Objective: Reproduce each of the rows below word for word, leaving out the pictures.

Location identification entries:
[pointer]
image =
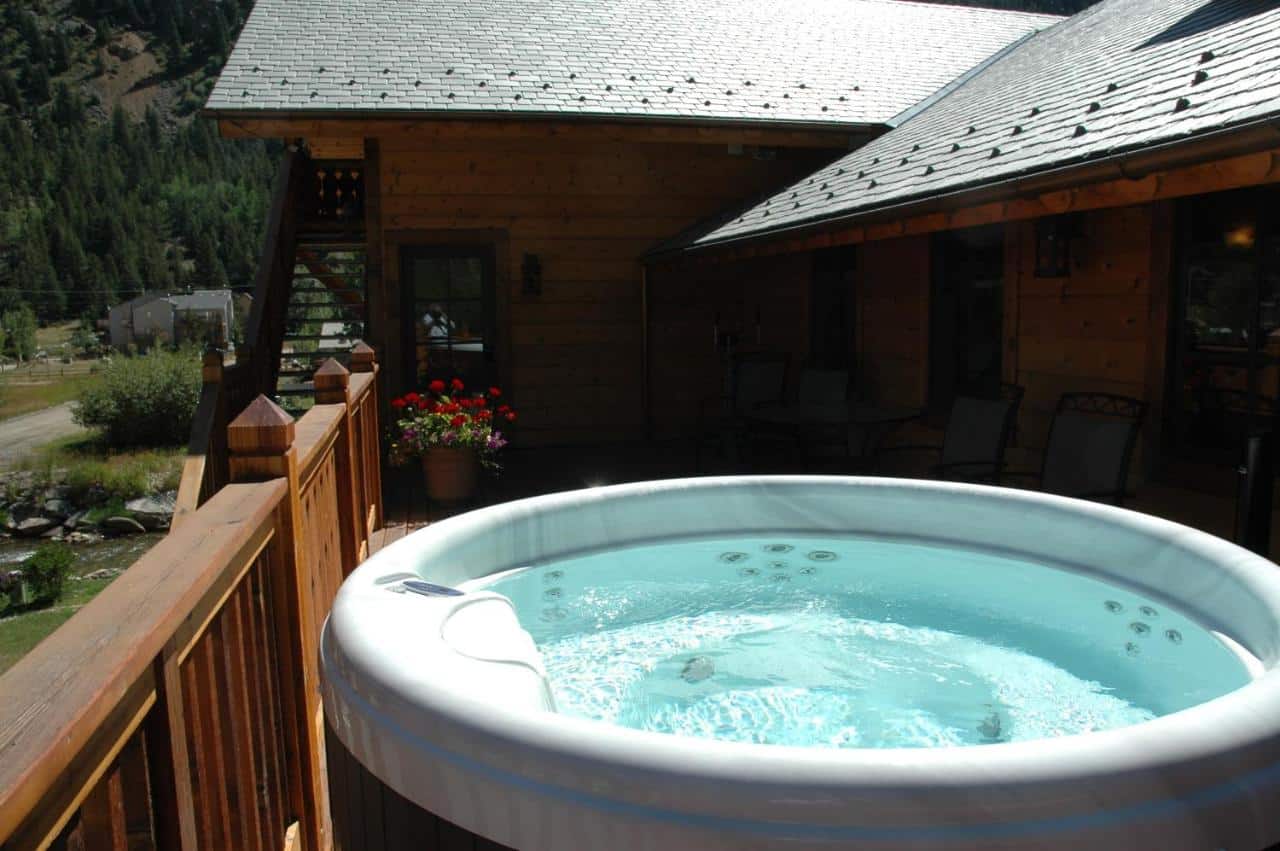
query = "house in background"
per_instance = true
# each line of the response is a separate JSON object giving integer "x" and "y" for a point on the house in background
{"x": 1092, "y": 210}
{"x": 141, "y": 320}
{"x": 201, "y": 316}
{"x": 512, "y": 161}
{"x": 1042, "y": 202}
{"x": 205, "y": 315}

Final answer:
[pointer]
image =
query = "house in background"
per_instance = true
# each line of the response is a separate JSON object giving integer "x" and "y" for a point on the house in background
{"x": 1092, "y": 210}
{"x": 141, "y": 320}
{"x": 201, "y": 316}
{"x": 512, "y": 161}
{"x": 1042, "y": 202}
{"x": 205, "y": 315}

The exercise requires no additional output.